Given exercise:
Render each of the rows below as a JSON list of strings with one string per line, and leave out blank lines.

"""

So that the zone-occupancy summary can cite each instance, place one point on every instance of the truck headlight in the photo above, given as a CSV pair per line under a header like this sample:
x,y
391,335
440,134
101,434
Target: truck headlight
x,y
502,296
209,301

"""

Problem solution:
[
  "So that the zone-occupancy summary can cite each instance, place one point on every instance of the truck headlight in the photo above, given as a CSV pair per line under a header like this sample:",
  "x,y",
  "391,335",
  "440,134",
  "101,434",
  "Target: truck headlight",
  "x,y",
  "502,296",
  "209,301"
]